GOAL → Please return each line of the records below that contains the word "helmet".

Dataset extracts labeled with boxes →

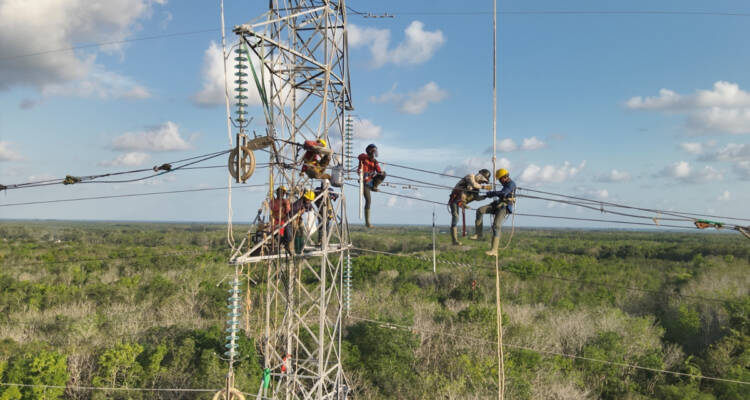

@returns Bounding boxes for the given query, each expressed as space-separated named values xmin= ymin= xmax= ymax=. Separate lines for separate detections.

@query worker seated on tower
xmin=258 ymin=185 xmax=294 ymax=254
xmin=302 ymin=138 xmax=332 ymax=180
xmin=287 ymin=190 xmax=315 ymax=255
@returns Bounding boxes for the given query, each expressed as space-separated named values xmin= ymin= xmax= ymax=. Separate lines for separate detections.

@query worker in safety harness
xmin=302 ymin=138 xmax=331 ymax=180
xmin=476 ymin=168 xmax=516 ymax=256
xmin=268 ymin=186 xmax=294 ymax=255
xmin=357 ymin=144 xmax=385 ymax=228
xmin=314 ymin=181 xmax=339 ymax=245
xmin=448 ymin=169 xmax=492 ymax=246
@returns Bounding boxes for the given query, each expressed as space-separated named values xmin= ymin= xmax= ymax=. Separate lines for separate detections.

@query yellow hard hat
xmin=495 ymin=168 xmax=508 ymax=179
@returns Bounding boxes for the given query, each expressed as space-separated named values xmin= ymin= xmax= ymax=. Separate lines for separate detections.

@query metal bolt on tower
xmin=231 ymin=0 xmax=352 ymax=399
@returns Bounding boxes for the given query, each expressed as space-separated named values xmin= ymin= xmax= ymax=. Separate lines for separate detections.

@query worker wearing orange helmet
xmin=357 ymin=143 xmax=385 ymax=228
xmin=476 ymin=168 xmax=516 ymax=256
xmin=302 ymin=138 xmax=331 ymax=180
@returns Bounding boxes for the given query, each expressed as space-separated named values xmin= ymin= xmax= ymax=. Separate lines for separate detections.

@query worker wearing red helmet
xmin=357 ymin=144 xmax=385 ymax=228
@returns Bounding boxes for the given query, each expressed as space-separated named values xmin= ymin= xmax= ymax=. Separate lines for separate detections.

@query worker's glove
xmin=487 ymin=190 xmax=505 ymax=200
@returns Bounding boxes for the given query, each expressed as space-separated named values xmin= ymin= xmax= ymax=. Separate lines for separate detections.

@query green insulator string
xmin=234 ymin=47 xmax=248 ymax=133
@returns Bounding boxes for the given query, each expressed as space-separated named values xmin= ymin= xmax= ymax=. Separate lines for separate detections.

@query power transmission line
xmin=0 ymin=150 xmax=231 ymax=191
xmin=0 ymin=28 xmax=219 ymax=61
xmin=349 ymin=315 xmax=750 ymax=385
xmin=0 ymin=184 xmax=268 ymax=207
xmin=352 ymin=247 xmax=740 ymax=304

...

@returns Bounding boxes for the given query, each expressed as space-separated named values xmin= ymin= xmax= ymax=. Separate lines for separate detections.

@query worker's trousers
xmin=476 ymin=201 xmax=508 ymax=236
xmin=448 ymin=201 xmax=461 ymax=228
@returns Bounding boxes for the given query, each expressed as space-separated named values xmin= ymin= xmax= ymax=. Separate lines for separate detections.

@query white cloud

EXERCISE RESULT →
@query worker wearing orange helmet
@query worker wearing red helmet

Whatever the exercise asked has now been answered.